_ASSIGNMENT_.
Reproduce these records line for line, with no changes.

Saved entries:

......

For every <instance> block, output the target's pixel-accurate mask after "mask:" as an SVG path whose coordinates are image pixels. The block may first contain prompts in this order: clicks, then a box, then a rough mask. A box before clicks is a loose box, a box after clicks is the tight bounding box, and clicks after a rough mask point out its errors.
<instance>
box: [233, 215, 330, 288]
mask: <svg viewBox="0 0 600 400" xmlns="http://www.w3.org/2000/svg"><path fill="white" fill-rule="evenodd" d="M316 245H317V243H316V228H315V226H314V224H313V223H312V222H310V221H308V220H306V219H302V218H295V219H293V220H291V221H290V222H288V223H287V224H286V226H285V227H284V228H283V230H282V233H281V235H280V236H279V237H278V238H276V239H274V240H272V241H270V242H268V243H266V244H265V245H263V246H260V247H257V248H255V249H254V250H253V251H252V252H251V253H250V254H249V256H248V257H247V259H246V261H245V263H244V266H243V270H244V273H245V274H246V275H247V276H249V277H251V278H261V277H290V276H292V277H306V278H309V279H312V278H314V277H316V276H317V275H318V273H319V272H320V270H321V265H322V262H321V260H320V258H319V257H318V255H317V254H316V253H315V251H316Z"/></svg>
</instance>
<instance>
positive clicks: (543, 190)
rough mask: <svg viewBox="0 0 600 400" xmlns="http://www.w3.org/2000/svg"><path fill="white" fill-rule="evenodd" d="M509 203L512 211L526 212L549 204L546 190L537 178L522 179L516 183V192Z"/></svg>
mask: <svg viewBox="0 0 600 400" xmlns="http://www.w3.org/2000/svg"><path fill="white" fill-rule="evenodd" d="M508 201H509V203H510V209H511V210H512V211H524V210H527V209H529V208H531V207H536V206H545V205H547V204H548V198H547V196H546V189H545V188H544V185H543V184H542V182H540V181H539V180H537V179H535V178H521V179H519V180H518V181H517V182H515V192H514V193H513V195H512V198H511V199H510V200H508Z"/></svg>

......

_ANSWER AREA_.
For every <instance> block, output the target's pixel-accurate mask after "mask:" as an SVG path whose coordinates are image pixels. The block may first contain prompts in this order: clicks, then a box, then a rough mask. A box before clicks is a loose box, a box after clicks is the tight bounding box, and clicks after a rough mask point out its errors.
<instance>
box: [233, 215, 330, 288]
mask: <svg viewBox="0 0 600 400" xmlns="http://www.w3.org/2000/svg"><path fill="white" fill-rule="evenodd" d="M316 245H317V243H316V228H315V226H314V224H313V223H312V222H310V221H308V220H306V219H302V218H295V219H293V220H291V221H290V222H288V223H287V224H286V226H285V227H284V228H283V230H282V233H281V235H280V236H279V237H278V238H276V239H274V240H272V241H270V242H268V243H266V244H265V245H263V246H260V247H257V248H255V249H254V250H253V251H252V252H251V253H250V254H249V256H248V257H247V259H246V261H245V263H244V266H243V270H244V273H245V274H246V275H247V276H249V277H251V278H261V277H290V276H292V277H306V278H309V279H312V278H314V277H316V276H317V275H318V273H319V272H320V270H321V265H322V262H321V260H320V258H319V257H318V255H317V254H316V253H315V251H316Z"/></svg>
</instance>
<instance>
positive clicks: (543, 190)
rough mask: <svg viewBox="0 0 600 400" xmlns="http://www.w3.org/2000/svg"><path fill="white" fill-rule="evenodd" d="M509 203L512 211L526 212L549 204L546 190L537 178L522 179L516 183V192Z"/></svg>
mask: <svg viewBox="0 0 600 400" xmlns="http://www.w3.org/2000/svg"><path fill="white" fill-rule="evenodd" d="M508 201H509V203H510V209H511V210H512V211H524V210H527V209H529V208H531V207H536V206H545V205H547V204H548V198H547V196H546V189H545V188H544V185H543V184H542V182H540V181H539V180H537V179H535V178H521V179H519V180H518V181H517V182H515V192H514V193H513V195H512V198H511V199H510V200H508Z"/></svg>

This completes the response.